* Text provided:
L.A. Bag Story
Plastics ban movement nets victory; opponents gird up.
Bag ban proponents are claiming a major victory in Los Angeles, but opponents are pushing harder than ever to emphasize recycling and reuse alternatives instead.
The Los Angeles City Council on May 23 approved a ban on the distribution of single-use plastic bags in large grocery and pharmaceutical stores. Now the proposed ban is subject to an environmental impact report, and city officials will draw up an ordinance. Those moves will be completed in the next four months, says Andy Schrader, deputy of environmental affairs and sustainability for Paul Koretz, District 5 council member and main sponsor of the proposal.
If enacted, the ordinance would begin with a six-month education period, Schrader says. After six months, all single-use plastic bags would be banned from larger stores. Paper bags would be available during this period. After one year from the time the law would take effect, paper bags would be available at these stores for 10 cents apiece.

* Problem details:
Copy out the Los Angeles bag ban piece word for word, everything from "The Los Angeles" down to "of the proposal.".

* Data section:
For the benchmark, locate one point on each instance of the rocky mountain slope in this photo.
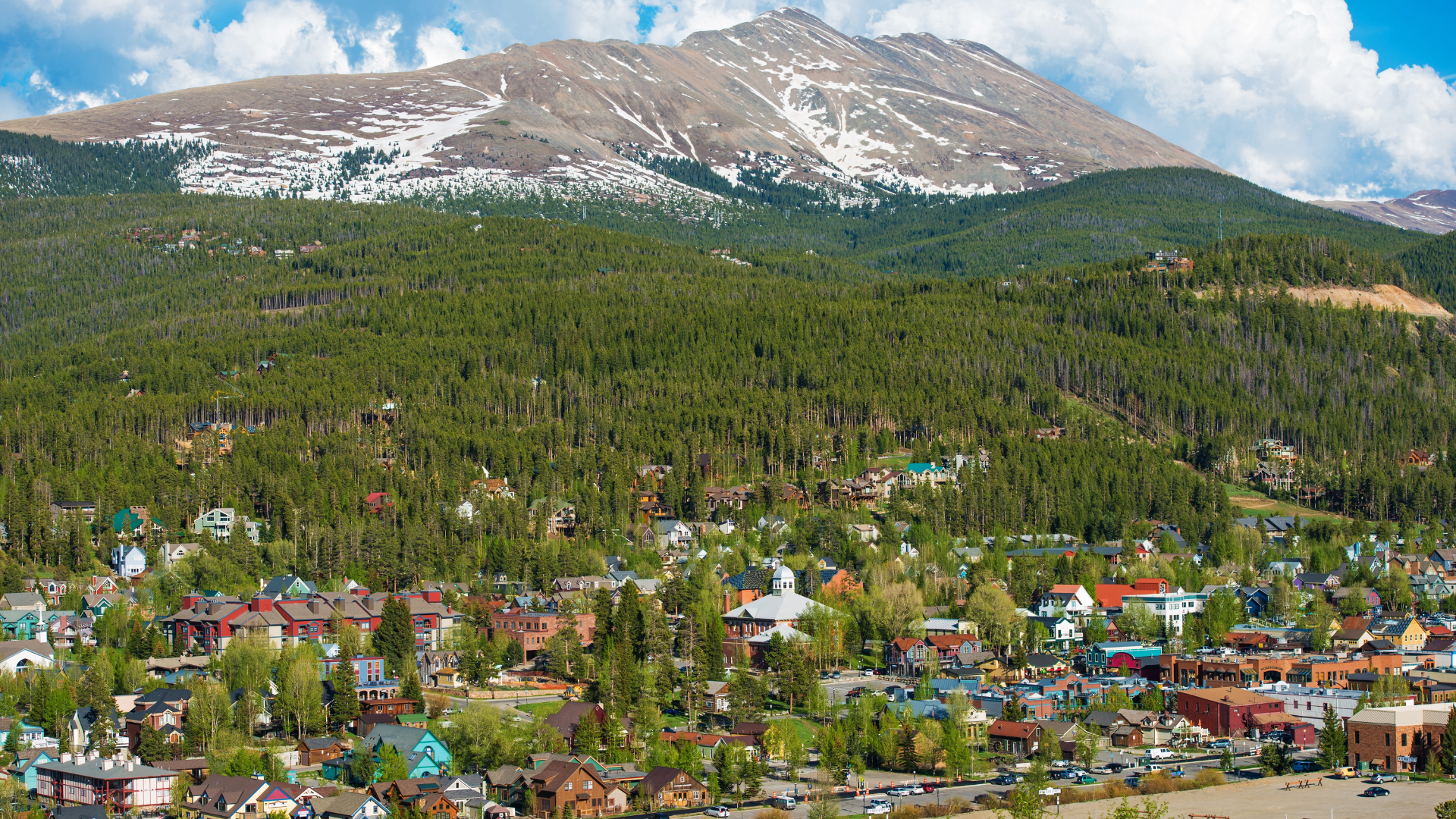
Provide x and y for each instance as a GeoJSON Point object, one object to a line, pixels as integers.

--

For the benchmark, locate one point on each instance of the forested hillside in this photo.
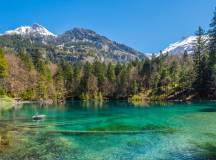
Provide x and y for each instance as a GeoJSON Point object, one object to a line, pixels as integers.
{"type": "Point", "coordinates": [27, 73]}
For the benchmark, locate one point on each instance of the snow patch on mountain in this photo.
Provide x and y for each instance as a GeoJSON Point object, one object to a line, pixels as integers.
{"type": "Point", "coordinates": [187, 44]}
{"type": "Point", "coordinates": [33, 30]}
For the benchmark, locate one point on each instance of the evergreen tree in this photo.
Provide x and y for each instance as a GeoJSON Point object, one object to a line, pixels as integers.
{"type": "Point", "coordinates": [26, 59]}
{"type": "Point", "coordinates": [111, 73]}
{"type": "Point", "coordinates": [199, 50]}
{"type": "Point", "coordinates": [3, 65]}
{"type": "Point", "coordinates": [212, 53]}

...

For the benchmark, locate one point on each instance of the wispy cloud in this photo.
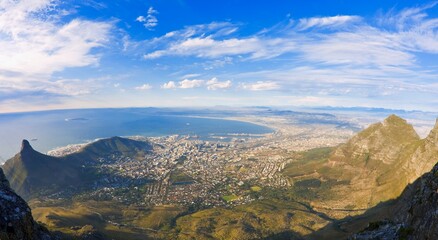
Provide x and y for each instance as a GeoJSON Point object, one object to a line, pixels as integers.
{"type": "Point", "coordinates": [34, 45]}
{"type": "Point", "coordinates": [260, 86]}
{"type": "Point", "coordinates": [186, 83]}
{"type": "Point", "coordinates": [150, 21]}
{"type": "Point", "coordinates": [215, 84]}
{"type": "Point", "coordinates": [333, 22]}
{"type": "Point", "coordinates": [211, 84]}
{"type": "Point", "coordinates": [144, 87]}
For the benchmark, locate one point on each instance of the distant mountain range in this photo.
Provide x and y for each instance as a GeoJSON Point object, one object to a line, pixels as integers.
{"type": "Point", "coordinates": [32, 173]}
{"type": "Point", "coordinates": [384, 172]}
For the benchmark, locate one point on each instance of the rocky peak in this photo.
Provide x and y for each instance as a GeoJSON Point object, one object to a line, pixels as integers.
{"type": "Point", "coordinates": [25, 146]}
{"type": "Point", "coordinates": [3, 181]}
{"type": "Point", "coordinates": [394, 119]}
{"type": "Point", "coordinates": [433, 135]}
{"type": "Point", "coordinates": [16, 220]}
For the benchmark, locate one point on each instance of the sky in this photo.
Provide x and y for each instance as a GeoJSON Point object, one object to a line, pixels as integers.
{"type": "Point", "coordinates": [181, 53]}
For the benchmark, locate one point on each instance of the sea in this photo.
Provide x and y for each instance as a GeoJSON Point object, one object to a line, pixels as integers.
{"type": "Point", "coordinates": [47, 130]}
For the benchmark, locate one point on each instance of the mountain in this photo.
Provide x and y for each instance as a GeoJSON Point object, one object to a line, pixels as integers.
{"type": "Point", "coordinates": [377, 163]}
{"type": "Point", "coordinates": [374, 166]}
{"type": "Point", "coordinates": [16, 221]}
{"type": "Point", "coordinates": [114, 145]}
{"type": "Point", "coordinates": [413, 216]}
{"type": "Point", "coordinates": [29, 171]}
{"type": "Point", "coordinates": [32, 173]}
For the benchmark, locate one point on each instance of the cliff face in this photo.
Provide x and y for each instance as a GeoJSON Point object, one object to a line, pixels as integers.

* Exercise result:
The Los Angeles City Council on May 23 approved a ban on the distribution of single-use plastic bags in large grocery and pharmaceutical stores. Now the proposed ban is subject to an environmental impact report, and city officials will draw up an ordinance. Those moves will be completed in the next four months, says Andy Schrader, deputy of environmental affairs and sustainability for Paul Koretz, District 5 council member and main sponsor of the proposal.